**Work to be completed**
Lay out the material from its first line up to and including the line containing "150, 194, 326, 300" as a JSON list of strings, one string per line, leaving out any blank lines.

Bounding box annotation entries
§ §
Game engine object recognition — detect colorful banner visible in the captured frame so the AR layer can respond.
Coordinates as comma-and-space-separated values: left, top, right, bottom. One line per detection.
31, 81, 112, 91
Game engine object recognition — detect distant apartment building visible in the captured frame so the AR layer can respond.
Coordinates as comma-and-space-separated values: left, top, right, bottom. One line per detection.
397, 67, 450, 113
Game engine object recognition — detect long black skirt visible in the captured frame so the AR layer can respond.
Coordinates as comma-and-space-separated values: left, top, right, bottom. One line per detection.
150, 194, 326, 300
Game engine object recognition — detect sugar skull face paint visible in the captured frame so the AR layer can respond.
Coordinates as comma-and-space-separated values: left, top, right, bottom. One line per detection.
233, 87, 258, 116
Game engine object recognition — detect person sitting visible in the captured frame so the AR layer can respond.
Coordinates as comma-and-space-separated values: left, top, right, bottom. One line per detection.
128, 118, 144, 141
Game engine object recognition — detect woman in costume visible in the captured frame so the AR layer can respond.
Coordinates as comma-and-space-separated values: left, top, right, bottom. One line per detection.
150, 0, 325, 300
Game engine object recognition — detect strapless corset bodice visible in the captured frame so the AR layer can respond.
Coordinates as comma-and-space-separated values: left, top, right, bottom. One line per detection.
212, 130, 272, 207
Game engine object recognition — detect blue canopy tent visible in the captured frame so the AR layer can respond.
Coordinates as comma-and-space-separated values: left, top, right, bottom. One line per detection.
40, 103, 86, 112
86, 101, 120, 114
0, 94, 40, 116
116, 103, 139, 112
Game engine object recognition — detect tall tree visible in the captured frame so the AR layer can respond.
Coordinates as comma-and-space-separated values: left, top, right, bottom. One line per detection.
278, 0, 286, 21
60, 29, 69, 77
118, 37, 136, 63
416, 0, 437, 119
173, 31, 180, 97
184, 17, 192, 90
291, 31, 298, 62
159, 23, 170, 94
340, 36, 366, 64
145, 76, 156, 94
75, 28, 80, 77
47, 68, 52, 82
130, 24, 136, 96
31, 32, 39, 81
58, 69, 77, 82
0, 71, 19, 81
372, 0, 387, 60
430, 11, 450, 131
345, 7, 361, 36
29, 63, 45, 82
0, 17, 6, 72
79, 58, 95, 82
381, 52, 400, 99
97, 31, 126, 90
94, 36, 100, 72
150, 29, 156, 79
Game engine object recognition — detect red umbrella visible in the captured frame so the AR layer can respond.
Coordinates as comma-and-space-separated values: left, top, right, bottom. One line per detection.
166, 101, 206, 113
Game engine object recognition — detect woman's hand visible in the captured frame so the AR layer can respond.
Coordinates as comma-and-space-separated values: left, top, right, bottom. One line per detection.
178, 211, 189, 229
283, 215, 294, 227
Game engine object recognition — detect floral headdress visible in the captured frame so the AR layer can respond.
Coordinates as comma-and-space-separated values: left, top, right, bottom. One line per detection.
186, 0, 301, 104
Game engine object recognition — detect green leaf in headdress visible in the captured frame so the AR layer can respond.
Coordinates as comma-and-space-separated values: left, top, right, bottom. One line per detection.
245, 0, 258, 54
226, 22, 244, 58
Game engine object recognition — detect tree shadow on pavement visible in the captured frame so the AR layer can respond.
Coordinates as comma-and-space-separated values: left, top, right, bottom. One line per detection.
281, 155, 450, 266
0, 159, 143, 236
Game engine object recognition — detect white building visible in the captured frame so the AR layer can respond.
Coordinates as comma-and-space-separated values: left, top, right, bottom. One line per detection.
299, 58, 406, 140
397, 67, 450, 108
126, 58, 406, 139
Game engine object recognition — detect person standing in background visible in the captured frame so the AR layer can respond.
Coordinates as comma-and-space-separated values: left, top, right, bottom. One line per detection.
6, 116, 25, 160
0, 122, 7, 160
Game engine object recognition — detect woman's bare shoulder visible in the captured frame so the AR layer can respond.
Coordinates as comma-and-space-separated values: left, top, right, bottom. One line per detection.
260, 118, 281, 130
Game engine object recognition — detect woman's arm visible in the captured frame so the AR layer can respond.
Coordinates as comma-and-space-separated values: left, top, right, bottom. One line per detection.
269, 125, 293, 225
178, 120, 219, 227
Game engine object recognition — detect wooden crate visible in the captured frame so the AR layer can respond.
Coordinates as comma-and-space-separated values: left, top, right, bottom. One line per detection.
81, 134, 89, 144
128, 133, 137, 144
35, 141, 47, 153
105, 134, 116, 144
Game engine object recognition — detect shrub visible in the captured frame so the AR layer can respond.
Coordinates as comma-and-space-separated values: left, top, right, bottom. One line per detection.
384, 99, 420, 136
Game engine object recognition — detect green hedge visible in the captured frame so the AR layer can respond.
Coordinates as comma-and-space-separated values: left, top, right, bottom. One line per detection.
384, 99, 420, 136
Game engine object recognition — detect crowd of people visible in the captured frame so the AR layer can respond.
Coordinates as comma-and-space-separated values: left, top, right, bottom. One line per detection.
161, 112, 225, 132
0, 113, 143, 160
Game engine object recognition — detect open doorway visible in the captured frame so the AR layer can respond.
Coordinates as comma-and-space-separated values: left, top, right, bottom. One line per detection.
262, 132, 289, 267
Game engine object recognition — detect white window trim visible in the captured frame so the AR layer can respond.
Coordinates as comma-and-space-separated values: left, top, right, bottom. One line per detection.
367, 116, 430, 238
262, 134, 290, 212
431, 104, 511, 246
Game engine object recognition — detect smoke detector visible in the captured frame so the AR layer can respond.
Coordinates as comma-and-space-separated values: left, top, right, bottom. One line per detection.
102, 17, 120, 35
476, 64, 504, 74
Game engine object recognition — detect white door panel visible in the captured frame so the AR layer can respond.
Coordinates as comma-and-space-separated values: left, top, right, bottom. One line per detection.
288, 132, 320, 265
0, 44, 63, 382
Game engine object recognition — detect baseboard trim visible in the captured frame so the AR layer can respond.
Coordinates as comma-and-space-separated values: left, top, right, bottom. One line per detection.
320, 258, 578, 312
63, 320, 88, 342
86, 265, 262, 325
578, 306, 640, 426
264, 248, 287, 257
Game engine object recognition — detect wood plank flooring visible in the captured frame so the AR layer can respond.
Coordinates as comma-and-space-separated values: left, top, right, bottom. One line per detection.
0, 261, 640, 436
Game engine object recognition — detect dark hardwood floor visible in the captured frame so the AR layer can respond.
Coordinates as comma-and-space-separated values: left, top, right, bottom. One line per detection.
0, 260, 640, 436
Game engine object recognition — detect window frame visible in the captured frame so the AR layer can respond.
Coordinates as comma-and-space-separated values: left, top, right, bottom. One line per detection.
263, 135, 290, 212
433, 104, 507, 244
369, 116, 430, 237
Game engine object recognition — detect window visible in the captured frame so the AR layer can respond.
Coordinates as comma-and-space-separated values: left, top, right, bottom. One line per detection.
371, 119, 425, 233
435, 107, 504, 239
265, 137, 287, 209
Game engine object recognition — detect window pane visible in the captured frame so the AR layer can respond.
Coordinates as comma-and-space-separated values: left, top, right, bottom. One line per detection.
§ §
**Solution below**
[
  "Game engine object recognition — detect colorful banner visible in the captured frame so the AR layer can respond.",
  "Coordinates as comma-and-space-separated values: left, top, right, bottom. One line per detection.",
  "31, 81, 112, 91",
  "Game engine object recognition — detect distant apartment building visible in the captured frame so the AR layer can respond.",
  "Coordinates as comma-and-space-separated values: left, top, right, bottom. One line per detection.",
  "397, 67, 450, 113",
  "Game engine object recognition — detect long black skirt visible in the captured frame so the AR layer can respond.",
  "Coordinates as comma-and-space-separated values: left, top, right, bottom. One line per detection.",
  "150, 194, 326, 300"
]